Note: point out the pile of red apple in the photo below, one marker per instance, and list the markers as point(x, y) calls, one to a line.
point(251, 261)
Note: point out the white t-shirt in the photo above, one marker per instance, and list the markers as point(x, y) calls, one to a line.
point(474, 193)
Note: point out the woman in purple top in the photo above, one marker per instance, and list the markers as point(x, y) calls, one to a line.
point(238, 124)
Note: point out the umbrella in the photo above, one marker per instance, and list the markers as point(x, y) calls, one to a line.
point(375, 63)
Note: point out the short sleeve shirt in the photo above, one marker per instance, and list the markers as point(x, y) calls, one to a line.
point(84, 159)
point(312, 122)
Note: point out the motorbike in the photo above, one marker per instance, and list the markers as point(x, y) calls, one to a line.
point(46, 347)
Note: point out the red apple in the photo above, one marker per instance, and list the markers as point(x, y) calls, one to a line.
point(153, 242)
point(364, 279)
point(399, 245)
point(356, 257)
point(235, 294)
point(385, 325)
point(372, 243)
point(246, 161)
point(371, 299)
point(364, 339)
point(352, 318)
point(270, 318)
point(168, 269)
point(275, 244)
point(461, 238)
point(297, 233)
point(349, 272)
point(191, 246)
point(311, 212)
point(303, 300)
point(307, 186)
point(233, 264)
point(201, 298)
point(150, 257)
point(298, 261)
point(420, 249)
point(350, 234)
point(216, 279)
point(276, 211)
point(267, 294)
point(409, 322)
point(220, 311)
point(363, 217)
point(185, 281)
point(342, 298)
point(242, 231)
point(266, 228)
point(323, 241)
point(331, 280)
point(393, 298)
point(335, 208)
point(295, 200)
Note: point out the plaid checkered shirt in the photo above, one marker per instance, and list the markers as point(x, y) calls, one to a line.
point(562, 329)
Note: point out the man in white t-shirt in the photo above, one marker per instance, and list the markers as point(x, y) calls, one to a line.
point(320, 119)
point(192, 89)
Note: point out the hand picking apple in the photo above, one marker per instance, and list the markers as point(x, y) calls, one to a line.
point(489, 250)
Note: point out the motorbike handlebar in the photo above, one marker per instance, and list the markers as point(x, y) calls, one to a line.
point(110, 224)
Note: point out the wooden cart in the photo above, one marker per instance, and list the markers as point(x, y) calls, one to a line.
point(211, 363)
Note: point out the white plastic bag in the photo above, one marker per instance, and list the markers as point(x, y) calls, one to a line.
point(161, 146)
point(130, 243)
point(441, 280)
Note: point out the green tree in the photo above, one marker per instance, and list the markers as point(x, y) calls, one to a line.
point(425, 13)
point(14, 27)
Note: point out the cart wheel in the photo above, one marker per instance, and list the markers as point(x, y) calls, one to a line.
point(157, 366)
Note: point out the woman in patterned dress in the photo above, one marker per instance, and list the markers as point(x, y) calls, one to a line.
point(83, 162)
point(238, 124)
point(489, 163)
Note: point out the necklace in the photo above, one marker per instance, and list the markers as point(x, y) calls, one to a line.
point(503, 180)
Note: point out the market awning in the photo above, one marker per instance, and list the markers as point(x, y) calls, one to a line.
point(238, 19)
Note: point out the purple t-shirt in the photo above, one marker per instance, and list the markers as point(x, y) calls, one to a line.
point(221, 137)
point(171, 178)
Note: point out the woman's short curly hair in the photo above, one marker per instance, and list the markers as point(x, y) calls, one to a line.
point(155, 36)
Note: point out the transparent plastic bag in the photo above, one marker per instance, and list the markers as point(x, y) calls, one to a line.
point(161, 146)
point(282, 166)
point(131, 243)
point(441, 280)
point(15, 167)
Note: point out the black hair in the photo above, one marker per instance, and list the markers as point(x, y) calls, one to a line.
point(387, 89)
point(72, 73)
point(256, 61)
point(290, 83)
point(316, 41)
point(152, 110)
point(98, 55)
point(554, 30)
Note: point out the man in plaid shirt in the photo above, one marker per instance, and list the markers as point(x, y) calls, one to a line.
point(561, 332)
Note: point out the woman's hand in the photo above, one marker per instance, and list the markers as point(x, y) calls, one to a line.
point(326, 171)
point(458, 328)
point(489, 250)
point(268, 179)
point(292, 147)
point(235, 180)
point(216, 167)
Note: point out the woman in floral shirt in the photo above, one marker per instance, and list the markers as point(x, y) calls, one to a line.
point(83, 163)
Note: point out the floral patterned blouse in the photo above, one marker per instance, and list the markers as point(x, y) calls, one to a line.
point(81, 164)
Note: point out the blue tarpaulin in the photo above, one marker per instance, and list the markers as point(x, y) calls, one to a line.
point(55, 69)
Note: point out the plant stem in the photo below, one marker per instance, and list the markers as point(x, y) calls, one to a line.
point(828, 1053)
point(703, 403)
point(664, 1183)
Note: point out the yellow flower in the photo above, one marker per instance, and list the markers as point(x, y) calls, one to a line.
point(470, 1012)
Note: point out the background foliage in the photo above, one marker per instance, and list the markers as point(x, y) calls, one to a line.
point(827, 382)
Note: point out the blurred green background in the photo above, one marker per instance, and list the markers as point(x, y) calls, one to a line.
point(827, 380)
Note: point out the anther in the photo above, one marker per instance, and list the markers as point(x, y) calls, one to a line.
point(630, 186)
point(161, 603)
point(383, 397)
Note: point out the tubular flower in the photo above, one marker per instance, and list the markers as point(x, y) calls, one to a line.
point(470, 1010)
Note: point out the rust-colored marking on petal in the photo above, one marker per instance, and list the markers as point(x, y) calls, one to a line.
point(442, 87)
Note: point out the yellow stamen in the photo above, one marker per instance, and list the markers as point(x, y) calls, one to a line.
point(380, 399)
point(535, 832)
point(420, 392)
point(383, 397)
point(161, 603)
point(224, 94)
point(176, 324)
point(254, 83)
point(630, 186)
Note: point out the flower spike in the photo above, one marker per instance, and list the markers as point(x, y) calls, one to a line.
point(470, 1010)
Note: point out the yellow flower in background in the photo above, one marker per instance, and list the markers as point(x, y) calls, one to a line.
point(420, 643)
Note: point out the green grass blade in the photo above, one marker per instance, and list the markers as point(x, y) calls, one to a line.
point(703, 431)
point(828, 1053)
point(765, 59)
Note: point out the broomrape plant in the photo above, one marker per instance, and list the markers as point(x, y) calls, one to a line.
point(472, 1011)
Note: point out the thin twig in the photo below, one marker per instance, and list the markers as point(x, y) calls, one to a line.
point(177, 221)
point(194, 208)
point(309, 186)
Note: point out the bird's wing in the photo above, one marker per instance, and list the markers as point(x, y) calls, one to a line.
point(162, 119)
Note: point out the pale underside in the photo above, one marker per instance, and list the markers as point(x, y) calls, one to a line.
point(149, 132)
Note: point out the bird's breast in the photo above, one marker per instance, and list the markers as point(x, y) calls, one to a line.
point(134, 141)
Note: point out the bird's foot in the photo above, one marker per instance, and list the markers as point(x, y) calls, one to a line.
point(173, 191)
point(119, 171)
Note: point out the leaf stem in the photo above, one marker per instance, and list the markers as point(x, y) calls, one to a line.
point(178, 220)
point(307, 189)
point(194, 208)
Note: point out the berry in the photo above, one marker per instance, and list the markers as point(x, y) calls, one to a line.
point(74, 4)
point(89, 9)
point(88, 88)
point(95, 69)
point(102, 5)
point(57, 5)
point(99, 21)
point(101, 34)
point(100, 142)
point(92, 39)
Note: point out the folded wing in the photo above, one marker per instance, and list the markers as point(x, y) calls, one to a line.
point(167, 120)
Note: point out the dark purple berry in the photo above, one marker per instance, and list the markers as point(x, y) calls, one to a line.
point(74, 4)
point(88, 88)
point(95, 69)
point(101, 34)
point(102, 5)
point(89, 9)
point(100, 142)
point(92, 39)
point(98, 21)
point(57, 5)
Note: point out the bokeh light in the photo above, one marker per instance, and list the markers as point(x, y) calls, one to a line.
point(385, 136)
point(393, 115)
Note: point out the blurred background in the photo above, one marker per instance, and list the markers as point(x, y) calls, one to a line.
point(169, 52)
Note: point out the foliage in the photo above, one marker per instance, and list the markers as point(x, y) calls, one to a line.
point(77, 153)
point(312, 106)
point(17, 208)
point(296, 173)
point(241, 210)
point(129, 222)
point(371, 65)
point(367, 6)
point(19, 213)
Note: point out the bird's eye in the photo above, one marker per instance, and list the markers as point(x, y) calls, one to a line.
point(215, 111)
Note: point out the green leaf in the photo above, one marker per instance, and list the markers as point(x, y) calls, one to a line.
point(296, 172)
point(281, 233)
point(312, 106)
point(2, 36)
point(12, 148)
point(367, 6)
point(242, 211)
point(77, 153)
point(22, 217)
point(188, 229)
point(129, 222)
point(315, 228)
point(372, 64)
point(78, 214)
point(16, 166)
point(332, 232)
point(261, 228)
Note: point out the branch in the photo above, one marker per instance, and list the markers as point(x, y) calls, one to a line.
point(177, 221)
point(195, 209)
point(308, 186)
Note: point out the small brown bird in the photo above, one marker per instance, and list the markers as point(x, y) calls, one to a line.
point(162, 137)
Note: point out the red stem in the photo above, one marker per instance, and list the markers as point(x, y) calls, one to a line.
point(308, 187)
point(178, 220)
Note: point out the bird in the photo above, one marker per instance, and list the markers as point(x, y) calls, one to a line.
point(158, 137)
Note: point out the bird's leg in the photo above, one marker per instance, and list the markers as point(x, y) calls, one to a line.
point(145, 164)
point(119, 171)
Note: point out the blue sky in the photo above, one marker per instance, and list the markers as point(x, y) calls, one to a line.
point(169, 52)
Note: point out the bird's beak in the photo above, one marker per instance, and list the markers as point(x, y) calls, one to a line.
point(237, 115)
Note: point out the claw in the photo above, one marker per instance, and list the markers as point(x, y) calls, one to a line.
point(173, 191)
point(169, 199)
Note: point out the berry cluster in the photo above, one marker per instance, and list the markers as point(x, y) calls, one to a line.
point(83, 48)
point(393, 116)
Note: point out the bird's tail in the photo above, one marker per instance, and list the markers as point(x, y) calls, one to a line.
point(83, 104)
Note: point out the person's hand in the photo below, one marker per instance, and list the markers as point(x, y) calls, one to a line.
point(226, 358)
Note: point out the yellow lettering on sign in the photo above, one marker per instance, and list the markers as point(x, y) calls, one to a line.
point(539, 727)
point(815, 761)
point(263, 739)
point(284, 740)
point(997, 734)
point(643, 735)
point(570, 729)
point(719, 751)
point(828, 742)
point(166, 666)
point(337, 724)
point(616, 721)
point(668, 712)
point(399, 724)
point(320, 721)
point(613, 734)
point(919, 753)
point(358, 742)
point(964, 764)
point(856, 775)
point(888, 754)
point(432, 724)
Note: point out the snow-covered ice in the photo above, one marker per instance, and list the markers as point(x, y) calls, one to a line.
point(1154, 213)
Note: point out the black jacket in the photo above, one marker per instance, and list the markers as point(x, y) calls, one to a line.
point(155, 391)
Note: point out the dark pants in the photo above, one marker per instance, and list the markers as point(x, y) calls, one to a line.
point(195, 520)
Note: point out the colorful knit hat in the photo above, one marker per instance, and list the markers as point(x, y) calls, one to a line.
○ ○ ○ ○
● Exercise details
Rewrite the lines from the one containing "Note: point out the man in white" through the one containing "point(192, 89)", inclusive, changing "man in white t-shirt" to "person in white t-shirt" and leaving everything else as it is.

● Correct result
Note: point out the person in white t-shirt in the photo above, one marker per instance, and list the markers as point(x, y) calls, one to a line.
point(320, 119)
point(192, 89)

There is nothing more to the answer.